▶ _Task directions_: Turn the rows below into a numbered list, starting at the very first row and continuing through the line containing "[[80, 220, 283, 309]]", with both ends included and nothing after that line. Omit blank lines and leave the picture out.

Part of a data file
>>
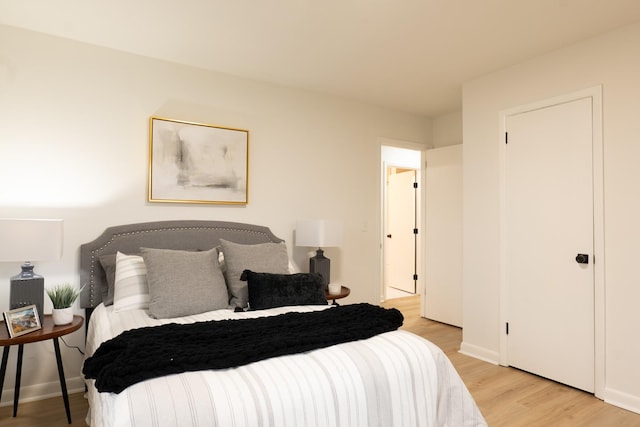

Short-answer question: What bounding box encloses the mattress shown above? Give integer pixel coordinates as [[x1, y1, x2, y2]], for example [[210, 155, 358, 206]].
[[86, 304, 486, 427]]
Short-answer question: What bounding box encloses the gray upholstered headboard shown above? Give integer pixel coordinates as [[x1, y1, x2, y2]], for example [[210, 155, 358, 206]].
[[80, 220, 283, 309]]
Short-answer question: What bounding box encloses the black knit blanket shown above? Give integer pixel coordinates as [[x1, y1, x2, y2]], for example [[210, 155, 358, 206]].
[[82, 304, 404, 393]]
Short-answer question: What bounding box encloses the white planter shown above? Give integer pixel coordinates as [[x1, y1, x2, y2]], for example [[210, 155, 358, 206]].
[[51, 307, 73, 325]]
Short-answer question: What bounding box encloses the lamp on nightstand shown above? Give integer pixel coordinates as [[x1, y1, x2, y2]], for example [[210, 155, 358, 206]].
[[0, 218, 62, 319], [296, 220, 342, 287]]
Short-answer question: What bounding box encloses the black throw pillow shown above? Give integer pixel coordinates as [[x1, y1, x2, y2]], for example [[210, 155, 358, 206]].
[[240, 270, 327, 310]]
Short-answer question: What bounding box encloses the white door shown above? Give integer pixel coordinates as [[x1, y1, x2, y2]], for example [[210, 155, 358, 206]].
[[384, 168, 417, 294], [505, 98, 595, 392], [422, 144, 462, 327]]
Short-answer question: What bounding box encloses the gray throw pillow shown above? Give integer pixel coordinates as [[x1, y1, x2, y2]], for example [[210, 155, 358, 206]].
[[141, 248, 229, 319], [220, 239, 289, 308]]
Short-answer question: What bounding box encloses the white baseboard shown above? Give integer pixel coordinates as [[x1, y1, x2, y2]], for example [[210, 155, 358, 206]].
[[0, 377, 84, 406], [601, 387, 640, 414], [460, 342, 500, 365]]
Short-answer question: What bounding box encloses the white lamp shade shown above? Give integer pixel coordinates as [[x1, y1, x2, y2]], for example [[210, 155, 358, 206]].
[[296, 219, 342, 248], [0, 218, 63, 262]]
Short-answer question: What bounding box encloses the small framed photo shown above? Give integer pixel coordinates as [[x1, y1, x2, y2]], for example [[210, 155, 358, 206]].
[[4, 305, 42, 338]]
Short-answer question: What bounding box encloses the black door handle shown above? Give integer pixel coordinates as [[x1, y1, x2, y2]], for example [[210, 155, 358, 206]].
[[576, 254, 589, 264]]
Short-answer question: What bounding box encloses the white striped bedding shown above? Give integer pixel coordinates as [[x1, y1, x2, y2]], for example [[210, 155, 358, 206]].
[[86, 305, 486, 427]]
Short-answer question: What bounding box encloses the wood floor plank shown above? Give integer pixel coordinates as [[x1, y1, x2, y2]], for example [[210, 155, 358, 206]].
[[383, 296, 640, 427]]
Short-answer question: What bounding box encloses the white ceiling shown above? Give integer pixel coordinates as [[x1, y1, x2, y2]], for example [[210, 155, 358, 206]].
[[0, 0, 640, 116]]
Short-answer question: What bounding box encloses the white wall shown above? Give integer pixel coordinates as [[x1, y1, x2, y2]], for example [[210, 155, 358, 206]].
[[432, 111, 462, 148], [462, 23, 640, 412], [0, 26, 431, 404], [422, 144, 462, 326]]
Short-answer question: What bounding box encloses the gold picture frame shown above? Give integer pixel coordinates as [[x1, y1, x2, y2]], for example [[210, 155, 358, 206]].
[[148, 116, 249, 205], [3, 304, 42, 338]]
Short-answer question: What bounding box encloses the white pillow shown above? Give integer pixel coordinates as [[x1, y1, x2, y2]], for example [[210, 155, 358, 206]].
[[113, 252, 150, 311]]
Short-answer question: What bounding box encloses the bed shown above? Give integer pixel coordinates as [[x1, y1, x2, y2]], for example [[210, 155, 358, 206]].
[[80, 221, 486, 427]]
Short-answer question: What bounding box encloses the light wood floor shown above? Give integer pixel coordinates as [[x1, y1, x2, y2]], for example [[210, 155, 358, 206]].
[[0, 297, 640, 427], [383, 297, 640, 427]]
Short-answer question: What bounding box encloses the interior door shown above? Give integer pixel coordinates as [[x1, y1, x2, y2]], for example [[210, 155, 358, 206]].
[[384, 168, 417, 294], [505, 98, 595, 392]]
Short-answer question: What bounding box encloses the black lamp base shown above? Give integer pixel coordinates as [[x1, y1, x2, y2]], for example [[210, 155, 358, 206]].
[[9, 263, 44, 322], [309, 248, 331, 288]]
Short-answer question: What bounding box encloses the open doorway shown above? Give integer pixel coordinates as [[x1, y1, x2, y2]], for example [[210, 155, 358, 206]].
[[381, 145, 422, 300]]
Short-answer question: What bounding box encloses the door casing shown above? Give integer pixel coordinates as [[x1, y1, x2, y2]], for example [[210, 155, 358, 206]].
[[498, 86, 605, 397]]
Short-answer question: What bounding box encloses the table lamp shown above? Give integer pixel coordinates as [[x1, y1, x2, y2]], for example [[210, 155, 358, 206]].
[[0, 218, 63, 321], [296, 219, 342, 287]]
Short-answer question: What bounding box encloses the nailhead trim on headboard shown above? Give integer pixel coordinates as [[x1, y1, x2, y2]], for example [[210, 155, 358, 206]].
[[80, 220, 283, 308]]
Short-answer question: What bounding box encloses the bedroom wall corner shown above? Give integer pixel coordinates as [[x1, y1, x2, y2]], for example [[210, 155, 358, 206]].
[[463, 23, 640, 413]]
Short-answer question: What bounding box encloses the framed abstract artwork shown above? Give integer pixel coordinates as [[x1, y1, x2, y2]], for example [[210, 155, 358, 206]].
[[149, 117, 249, 204]]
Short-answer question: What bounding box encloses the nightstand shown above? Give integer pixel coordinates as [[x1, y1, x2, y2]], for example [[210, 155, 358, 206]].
[[0, 314, 84, 424], [324, 286, 351, 305]]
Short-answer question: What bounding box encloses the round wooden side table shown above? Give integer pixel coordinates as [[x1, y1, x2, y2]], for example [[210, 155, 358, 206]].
[[0, 314, 84, 424]]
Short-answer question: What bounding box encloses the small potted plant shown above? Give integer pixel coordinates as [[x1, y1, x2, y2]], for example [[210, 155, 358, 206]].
<<
▶ _Exercise result_:
1. Short-answer question: What bounding box encloses the mattress shown above? Give integer pixel coordinates as [[x1, y1, x2, y2]], for example [[210, 155, 358, 206]].
2. [[86, 304, 486, 427]]
3. Short-answer question: What bounding box encloses the gray upholstered headboard shown above? Give integer pixel coordinates as [[x1, y1, x2, y2]], for example [[210, 155, 358, 206]].
4. [[80, 220, 283, 309]]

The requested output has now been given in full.